● **Selected passage**
The Nation's Library of the Presidency (), also commonly referred to as the Presidential Library, is the largest library in Turkey, with a collection of over 4 million printed books and over 120 million electronic editions published in 134 languages. The Presidential Library, which has the largest incipient collection in the world, was officially inaugurated by President Recep Tayyip Erdoğan on February 20, 2020. In addition to receiving a copy of materials printed in the country, as a depository library, the Presidential Library also receives books, in collaboration with the Foreign Ministry, from every country where Turkey has a diplomatic mission. It is home to the , the first comprehensive dictionary of Turkic languages, compiled in 1072–74 by the Turkic scholar Mahmud Kashgari, among many other manuscripts and rare books.

Located inside the Presidential Complex, the Library is 125,000 square meters and can accommodate up to 5,000 readers at a time. The library building is decorated with white and pink marble, designed with traditional Seljuk, Ottoman and contemporary motifs.

History 
The Library project was spearheaded by President Recep Tayyip Erdoğan in 2016 through the efforts of Turkish intellectuals, librarians, and NGOs, and inaugurated in February 2020.

● **Data block**
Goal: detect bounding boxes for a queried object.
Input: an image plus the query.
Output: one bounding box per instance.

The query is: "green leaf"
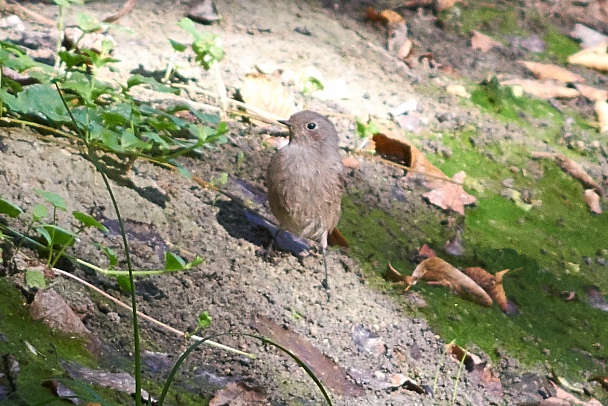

● **Exercise requirements**
Answer these questions from the passage on the Presidential Library:
(a) On what date was the library officially inaugurated?
(b) How many readers can the library hold at one time?
(c) In what year was the library project started?
The data shown here were taken from a separate source.

● **Full output**
(a) February 20, 2020
(b) Up to 5,000
(c) 2016